Exercise task ->
Name every moderator listed in the forum thread below.

Reading passage ->
════════
Forget Syzygy -- Presenting the Emanuel Torresbase!

Discussion of chess software programming and technical issues.

Moderators: hgm, Dann Corbit, Harvey Williamson

Forum rules
This textbox is used to restore diagrams posted with the [d] tag before the upgrade.
klx
Posts: 111
Joined: Tue Jun 15, 2021 6:11 pm
Full name: Emanuel Torres

Forget Syzygy -- Presenting the Emanuel Torresbase!

Post by klx » Thu Jun 24, 2021 4:09 pm

Hi there, I have come up with a pretty revolutionary idea to vastly reduce the size of a DTM endgame database.

Here are the facts that lead to my discovery:

1. The vast majority of positions are won within a few number of moves. For example, from the syzygy stats site it seems that towards 99% of positions are won in less than 20 plies (depending the table, some are a lot more like 99.95%).

2. We can trivially search to depth 20 plies for endgames with alpha-beta in a fraction of a second.
════════
Data ->

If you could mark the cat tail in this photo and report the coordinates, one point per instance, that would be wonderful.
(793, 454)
════════
Final result ->
hgm, Dann Corbit, Harvey Williamson